(Data records)
──────────────────────────────
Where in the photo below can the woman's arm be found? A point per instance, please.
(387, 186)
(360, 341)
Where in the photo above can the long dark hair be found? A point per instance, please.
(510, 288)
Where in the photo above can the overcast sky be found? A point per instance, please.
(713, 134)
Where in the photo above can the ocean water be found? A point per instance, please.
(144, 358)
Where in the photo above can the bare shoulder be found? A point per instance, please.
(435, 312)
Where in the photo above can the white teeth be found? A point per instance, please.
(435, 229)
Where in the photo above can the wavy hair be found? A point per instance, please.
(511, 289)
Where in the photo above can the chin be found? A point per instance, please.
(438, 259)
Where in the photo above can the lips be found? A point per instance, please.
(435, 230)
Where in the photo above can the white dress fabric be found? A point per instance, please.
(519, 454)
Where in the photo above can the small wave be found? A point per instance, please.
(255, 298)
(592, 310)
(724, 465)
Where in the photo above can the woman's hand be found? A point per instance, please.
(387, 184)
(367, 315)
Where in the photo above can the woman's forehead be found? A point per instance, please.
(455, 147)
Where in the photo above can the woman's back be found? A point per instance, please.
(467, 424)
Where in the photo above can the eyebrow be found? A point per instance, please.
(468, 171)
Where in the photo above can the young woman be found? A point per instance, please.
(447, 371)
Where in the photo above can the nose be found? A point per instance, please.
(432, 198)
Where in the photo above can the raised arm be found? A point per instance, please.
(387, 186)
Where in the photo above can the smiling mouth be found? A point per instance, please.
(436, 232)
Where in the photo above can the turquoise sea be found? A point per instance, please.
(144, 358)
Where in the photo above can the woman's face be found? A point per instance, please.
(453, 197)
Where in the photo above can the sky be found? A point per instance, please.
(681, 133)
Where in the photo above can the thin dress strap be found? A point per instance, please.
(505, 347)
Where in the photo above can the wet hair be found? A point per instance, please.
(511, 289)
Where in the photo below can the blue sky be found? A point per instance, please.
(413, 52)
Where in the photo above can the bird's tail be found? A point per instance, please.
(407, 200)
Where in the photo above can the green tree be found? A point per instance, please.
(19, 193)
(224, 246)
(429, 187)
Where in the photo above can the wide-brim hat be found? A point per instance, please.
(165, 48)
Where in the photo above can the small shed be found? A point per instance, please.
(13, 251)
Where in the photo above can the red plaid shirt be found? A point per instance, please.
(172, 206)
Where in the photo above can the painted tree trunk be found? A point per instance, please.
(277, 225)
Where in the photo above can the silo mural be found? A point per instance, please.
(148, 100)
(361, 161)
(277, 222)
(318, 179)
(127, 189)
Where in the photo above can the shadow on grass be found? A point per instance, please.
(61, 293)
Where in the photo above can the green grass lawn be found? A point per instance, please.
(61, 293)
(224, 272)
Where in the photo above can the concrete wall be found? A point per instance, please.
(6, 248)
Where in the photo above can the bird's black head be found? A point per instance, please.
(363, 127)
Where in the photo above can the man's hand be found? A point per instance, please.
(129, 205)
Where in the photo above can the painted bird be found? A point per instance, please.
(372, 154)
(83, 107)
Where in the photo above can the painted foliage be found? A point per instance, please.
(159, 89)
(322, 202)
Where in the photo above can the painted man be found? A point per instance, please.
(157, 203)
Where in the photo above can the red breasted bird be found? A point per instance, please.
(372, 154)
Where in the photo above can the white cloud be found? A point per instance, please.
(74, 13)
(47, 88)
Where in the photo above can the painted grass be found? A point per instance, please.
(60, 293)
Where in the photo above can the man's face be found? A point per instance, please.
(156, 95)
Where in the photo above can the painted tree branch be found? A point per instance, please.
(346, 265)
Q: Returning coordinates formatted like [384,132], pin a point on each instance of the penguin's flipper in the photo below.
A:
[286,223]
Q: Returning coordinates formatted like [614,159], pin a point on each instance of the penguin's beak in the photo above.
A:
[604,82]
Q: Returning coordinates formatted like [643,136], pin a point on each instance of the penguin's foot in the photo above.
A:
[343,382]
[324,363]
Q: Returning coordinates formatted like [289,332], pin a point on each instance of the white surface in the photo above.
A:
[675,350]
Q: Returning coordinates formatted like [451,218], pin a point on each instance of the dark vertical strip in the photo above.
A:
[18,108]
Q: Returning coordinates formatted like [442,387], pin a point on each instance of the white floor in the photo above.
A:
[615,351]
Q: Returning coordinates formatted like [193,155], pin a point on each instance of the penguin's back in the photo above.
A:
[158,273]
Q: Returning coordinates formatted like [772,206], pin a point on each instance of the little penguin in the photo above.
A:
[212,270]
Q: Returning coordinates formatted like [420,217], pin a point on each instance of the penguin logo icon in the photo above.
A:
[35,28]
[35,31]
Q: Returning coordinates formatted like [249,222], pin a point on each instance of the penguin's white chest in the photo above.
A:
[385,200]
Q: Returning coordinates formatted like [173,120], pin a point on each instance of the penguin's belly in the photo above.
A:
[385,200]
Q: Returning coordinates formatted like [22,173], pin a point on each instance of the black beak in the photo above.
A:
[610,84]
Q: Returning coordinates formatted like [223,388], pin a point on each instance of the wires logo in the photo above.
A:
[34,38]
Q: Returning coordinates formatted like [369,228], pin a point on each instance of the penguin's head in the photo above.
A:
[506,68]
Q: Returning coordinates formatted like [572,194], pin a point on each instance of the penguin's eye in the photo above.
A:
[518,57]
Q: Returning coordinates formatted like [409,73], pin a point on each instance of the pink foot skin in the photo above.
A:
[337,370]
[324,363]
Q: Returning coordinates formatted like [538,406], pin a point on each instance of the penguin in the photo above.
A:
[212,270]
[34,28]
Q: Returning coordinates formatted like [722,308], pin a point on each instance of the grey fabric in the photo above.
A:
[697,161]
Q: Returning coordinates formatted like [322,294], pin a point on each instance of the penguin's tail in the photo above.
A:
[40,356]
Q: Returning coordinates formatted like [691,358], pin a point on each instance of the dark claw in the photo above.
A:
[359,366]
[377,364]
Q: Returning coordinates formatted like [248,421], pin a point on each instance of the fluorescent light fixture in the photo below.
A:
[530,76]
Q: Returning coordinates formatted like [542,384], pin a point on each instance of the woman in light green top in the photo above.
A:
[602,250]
──────────────────────────────
■ SHORT TASK ■
Your task is to extract the lines running from the one with "Q: Returning coordinates formatted like [409,73], pin" to the end of the material, inclusive, copying each exactly and adding nothing.

■ SOLUTION ■
Q: Returning coordinates formatted like [409,73], pin a point on each instance of the pink foot skin in the photo above.
A:
[337,370]
[324,363]
Q: Returning coordinates formatted like [538,406], pin a point on each instance of the penguin in the photo above.
A:
[212,270]
[34,28]
Q: Returning coordinates formatted like [722,308], pin a point on each instance of the grey fabric in the photo above.
A:
[697,161]
Q: Returning coordinates formatted like [322,294], pin a point on each instance of the penguin's tail in the photo above.
A:
[40,356]
Q: Returning coordinates formatted like [691,358], pin a point on each instance of the dark claw in the photo above.
A:
[359,366]
[377,364]
Q: Returning coordinates formatted like [248,421], pin a point on each instance of the fluorescent light fixture in the photo below.
A:
[530,76]
Q: Returning coordinates formatted like [542,384], pin a point on each instance of the woman in light green top in the photo above.
A:
[602,250]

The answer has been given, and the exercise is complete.